_Task goal_
Translate into Spanish this sentence from the coin-flip code comments: "This algorithm only finds local maximums, and sometimes is confused by the data if poor initial guesses are given."
[Begin Selected excerpt]
In [281]:
import numpy as np
import numpy.random as random
from matplotlib import pyplot as plt
from scipy import optimize

In [282]:
#Generates coinflip data as a HMM
#For each of n samples, a coin X with lam probability of coming up heads is flipped
#If X is heads, coin 1 is flipped nn times, where coin 1 has a probability of heads of p1
#If X is tails, coin 2 is flipped nn times, where coin 2 has a probability of heads of p2
#n is the number of samples
#nn is the number of coin flips in each sample
def generate_coinflip_data(n, nn, lam, p1, p2):
    def flip_1(m):
        d = random.random(m)
        res = np.ones(m)
        res[np.where(d < p1)] = 0
        return res
    
    def flip_2(m):
        d = random.random(m)
        res = np.ones(m)
        res[np.where(d < p2)] = 0
        return res
    
    data = []
    for i in xrange(n):
        init_flip = random.random(1)
        if init_flip > lam:
            data.append(flip_1(nn))
        else:
            data.append(flip_2(nn))
            
    return np.array(data)

In [286]:
#Attempts to back out the probabilities of lam, p1, and p2 from the generating function above given data
#Requires an initial guess of l_0, p1_0, and p2_0
#This algorithm only finds local maximums, and sometimes is confused by the data if poor initial guesses are given
def EM_alg(data, l_0 = .4, p1_0 = .3, p2_0 = .6, tol=.01):
    iters = 0
    diff = 1
    lam = l_0
    p1 = p1_0
    p2 = p2_0
    j = float(len(data[0])) #This is the nn parameter from above.
    
    while np.abs(diff) > tol:
        iters += 1
        
        h = np.sum(data, axis = 1)
        l = lam
        p = p1
        q = p2
        mu = (l * p ** h * (1 - p) ** (j - h))/((l * p ** h * (1 - p) ** (j - h)) + ((1 - l) * q ** h * (1 - q)**(j - h)))
                
        lam_new = np.sum(mu/(1.0*len(data)))
        
        p_new = np.sum((h / j) * mu)/float(np.sum(mu))
       
        q_new = np.sum((h / j) * (1 - mu)) / float(np.sum(1 - mu))
        
        p1 = p_new
        p2 = q_new
        
        diff = lam - lam_new
        lam = lam_new
        
    return lam, p1, p2

In [287]:
d = generate_coinflip_data(10000, 3, .3, .8, .2)

In [289]:
EM_alg(d, l_0 = 0.1, p1_0 = .7, p2_0 = .2, tol=.0001)

(0.27830144090744774, 0.82801165185848602, 0.20987039850831044)
[End Selected excerpt]
[Begin Records shown]
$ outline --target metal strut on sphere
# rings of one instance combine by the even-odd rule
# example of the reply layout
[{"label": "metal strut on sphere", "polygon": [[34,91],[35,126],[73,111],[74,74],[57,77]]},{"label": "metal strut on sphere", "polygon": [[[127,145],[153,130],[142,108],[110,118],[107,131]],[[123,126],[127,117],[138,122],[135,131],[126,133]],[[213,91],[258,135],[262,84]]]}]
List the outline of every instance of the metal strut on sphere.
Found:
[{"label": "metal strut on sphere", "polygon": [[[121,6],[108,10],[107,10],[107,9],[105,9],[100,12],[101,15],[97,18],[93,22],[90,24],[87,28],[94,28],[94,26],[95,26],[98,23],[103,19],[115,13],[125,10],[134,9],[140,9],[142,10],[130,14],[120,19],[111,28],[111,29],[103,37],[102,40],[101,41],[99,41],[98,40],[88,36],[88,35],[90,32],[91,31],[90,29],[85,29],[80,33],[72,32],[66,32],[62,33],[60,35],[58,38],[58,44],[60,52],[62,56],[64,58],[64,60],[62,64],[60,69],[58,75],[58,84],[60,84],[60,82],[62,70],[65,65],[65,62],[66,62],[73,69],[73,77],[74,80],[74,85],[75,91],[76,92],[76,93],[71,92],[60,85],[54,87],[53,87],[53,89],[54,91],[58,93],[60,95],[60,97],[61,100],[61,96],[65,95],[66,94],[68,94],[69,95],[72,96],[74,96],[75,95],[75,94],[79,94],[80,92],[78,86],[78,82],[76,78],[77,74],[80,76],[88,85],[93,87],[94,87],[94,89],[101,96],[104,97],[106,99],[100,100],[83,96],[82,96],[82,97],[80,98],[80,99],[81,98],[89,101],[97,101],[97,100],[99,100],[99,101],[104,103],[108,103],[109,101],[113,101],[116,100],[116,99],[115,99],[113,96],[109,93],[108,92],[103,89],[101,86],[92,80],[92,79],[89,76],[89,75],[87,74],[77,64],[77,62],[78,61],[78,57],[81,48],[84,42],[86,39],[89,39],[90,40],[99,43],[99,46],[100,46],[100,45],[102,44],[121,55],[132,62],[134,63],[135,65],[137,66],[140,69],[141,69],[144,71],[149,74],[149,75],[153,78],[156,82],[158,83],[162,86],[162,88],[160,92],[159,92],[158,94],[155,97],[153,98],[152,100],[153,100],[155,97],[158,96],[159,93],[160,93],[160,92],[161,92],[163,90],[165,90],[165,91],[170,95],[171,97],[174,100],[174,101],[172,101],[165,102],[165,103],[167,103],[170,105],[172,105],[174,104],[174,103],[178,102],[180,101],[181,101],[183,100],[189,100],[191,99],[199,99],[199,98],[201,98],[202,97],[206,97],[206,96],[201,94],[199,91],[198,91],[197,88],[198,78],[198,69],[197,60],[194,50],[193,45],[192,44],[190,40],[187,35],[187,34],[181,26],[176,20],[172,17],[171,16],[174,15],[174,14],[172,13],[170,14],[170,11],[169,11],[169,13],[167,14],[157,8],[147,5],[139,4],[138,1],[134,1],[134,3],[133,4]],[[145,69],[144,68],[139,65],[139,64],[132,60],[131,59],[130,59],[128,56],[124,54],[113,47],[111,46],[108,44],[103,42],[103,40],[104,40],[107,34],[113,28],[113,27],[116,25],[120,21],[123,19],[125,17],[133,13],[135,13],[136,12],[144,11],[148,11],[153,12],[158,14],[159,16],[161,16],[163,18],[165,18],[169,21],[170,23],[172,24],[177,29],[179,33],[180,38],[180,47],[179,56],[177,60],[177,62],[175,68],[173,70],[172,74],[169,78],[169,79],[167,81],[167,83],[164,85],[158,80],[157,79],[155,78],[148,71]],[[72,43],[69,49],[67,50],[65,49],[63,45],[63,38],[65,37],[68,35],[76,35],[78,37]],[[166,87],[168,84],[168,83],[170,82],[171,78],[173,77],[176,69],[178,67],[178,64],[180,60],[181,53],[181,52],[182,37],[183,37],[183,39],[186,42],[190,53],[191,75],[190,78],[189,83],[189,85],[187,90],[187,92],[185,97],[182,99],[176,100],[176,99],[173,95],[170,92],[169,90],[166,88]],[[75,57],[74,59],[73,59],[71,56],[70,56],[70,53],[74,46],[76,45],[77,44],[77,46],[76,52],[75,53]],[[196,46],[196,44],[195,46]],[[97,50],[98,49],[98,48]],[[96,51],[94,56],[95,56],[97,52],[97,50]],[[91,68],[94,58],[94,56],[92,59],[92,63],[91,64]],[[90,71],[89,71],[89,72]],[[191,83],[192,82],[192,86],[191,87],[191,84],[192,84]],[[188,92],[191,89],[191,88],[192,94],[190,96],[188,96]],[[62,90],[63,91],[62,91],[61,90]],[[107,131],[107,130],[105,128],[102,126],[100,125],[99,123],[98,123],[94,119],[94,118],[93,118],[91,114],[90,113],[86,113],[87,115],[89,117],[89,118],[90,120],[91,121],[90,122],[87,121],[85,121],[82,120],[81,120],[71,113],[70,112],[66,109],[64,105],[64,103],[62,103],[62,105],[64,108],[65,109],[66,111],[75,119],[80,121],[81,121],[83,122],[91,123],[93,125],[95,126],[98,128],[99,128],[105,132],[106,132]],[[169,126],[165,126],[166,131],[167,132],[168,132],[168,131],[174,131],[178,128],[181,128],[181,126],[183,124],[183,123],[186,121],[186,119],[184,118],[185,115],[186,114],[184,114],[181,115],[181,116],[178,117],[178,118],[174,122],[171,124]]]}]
[End Records shown]
_Solved exercise_
Este algoritmo solo encuentra máximos locales y, a veces, los datos lo confunden si se dan estimaciones iniciales deficientes.